WHAT YOU SHOULD DO: Leaving out the images, please output every entry exactly as it appears.

•••••

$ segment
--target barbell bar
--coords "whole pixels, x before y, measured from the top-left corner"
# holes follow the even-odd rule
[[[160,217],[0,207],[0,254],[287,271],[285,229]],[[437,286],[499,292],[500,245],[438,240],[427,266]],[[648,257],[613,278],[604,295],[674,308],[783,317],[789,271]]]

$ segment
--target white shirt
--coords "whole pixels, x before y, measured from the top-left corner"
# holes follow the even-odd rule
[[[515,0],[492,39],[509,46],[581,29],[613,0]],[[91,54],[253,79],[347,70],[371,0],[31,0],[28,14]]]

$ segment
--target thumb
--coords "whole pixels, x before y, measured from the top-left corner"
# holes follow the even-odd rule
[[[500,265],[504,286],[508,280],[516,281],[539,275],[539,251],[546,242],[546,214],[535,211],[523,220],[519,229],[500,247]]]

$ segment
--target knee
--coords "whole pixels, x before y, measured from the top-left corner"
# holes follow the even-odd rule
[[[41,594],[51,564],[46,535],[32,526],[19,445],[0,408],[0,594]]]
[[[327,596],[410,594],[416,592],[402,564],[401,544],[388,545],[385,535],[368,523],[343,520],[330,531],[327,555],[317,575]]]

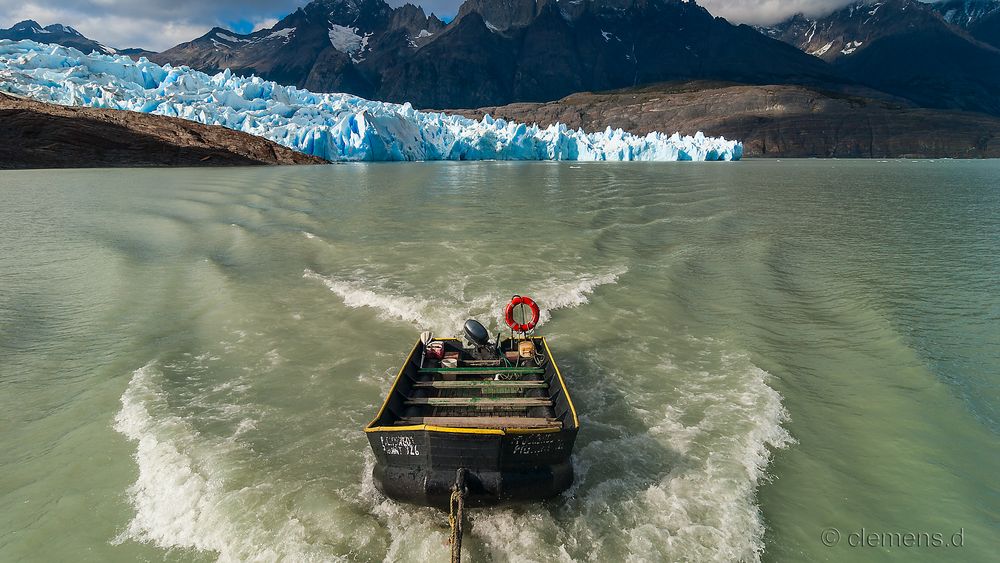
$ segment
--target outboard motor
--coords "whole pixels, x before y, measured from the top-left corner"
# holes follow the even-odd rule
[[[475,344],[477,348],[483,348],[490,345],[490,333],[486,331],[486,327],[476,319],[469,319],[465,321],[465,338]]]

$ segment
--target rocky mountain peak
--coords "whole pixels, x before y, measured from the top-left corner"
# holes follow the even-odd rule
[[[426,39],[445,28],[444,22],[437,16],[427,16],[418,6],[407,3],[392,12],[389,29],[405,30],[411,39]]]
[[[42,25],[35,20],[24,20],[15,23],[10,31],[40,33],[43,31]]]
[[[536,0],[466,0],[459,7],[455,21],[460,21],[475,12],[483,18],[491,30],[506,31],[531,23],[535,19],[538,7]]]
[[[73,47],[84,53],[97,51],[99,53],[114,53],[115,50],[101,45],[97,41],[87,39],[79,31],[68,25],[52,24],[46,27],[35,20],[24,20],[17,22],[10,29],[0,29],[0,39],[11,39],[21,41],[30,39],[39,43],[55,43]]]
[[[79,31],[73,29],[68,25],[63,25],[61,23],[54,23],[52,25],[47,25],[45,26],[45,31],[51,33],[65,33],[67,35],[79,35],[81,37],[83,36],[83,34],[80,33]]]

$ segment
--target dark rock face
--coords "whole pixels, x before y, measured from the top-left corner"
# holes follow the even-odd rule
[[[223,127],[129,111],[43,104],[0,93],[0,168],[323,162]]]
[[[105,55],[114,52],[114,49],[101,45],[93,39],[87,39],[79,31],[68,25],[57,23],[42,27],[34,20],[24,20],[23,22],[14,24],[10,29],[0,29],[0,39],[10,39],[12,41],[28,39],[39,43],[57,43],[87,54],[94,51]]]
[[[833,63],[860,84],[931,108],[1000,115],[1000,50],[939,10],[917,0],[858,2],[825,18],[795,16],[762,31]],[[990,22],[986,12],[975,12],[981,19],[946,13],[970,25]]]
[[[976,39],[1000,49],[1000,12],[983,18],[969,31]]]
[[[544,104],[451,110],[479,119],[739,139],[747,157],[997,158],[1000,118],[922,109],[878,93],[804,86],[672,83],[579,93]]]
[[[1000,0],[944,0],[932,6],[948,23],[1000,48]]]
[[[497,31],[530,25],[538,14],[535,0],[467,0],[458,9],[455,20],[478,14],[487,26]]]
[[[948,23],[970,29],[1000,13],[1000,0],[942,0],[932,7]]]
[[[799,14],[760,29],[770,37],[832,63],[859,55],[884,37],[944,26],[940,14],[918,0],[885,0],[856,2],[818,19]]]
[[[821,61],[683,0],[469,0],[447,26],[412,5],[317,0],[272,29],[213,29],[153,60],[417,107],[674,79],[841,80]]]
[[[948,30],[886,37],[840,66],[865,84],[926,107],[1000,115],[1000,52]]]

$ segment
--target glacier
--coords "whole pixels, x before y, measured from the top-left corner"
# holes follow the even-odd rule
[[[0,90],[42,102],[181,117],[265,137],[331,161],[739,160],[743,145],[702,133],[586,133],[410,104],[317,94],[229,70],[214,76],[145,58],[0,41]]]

•••••

REPLY TO THE TASK:
$ segment
--target barbell bar
--coords "whole pixels, x before y, measured from the top-left corner"
# holes follow the even-odd rule
[[[160,217],[0,207],[0,254],[287,271],[285,229]],[[437,286],[499,292],[500,245],[438,240],[427,266]],[[648,257],[613,278],[604,295],[674,308],[783,317],[789,271]]]

$ segment
--target white shirt
--coords "whole pixels, x before y, measured from the top-left corner"
# holes follow the even-odd rule
[[[515,0],[492,39],[509,46],[581,29],[613,0]],[[91,54],[253,79],[347,70],[371,0],[31,0],[28,14]]]

$ segment
--target thumb
--coords "whole pixels, x before y, measured from the top-left corner"
# holes follow the even-odd rule
[[[500,265],[504,286],[508,280],[516,281],[539,275],[539,251],[546,242],[546,214],[535,211],[523,220],[519,229],[500,247]]]

$ segment
--target knee
--coords "whole pixels, x before y, measured from the top-left corner"
# holes follow the even-odd rule
[[[41,594],[51,564],[46,535],[32,526],[19,445],[0,408],[0,594]]]
[[[327,596],[410,594],[416,592],[402,564],[401,544],[388,545],[385,535],[368,523],[343,520],[330,531],[327,555],[317,575]]]

$ segment
--target outboard motor
--coords "whole pixels, x before y, measured from the top-left corner"
# holes follow the even-odd rule
[[[475,344],[477,348],[483,348],[490,345],[490,333],[486,331],[486,327],[476,319],[469,319],[465,321],[465,338]]]

$ segment
--target rocky mountain peak
--coords "whole pixels, x before y, measured from the top-left corner"
# holes follow the even-odd rule
[[[426,39],[445,28],[444,22],[437,16],[427,16],[418,6],[407,3],[392,12],[389,29],[405,30],[411,39]]]
[[[42,25],[35,20],[24,20],[15,23],[10,31],[40,33],[43,31]]]
[[[536,0],[466,0],[459,7],[455,21],[460,21],[475,12],[483,18],[491,30],[506,31],[531,23],[535,19],[538,7]]]
[[[73,47],[84,53],[97,51],[99,53],[114,53],[115,50],[101,45],[97,41],[87,39],[79,31],[68,25],[52,24],[46,27],[35,20],[24,20],[17,22],[10,29],[0,29],[0,39],[11,39],[21,41],[30,39],[39,43],[55,43]]]
[[[79,31],[73,29],[68,25],[63,25],[61,23],[54,23],[52,25],[47,25],[45,26],[45,31],[51,33],[65,33],[67,35],[79,35],[81,37],[83,36],[83,34],[80,33]]]

$ segment
--target dark rock face
--coords "whole pixels, x before y, measured from the top-left corner"
# holes follow the even-odd rule
[[[223,127],[129,111],[43,104],[0,93],[0,168],[323,162]]]
[[[105,55],[114,52],[114,49],[101,45],[93,39],[87,39],[79,31],[68,25],[57,23],[42,27],[34,20],[24,20],[23,22],[14,24],[10,29],[0,29],[0,39],[10,39],[12,41],[28,39],[39,43],[57,43],[87,54],[94,51]]]
[[[833,63],[860,84],[931,108],[1000,115],[1000,50],[939,10],[917,0],[858,2],[825,18],[795,16],[762,31]],[[990,22],[986,12],[975,12],[981,19],[946,13],[970,25]]]
[[[976,39],[1000,49],[1000,12],[983,18],[969,31]]]
[[[544,104],[451,110],[479,119],[739,139],[747,157],[997,158],[1000,118],[922,109],[878,93],[804,86],[672,83],[579,93]]]
[[[1000,0],[944,0],[932,6],[948,23],[1000,48]]]
[[[497,31],[530,25],[538,14],[535,0],[467,0],[458,9],[455,20],[478,14],[487,26]]]
[[[948,23],[970,29],[1000,13],[1000,0],[942,0],[932,7]]]
[[[799,14],[760,29],[770,37],[832,63],[859,55],[884,37],[944,26],[940,14],[918,0],[885,0],[856,2],[818,19]]]
[[[821,61],[683,0],[469,0],[447,26],[412,5],[317,0],[272,29],[213,29],[153,60],[417,107],[674,79],[841,80]]]
[[[948,30],[886,37],[840,66],[865,84],[926,107],[1000,115],[1000,52]]]

$ segment
--target glacier
--coords "whole pixels, x before y, measured from the top-left corner"
# holes follow the even-odd rule
[[[0,90],[42,102],[181,117],[265,137],[331,161],[739,160],[743,145],[702,133],[586,133],[410,104],[317,94],[229,70],[214,76],[145,58],[0,41]]]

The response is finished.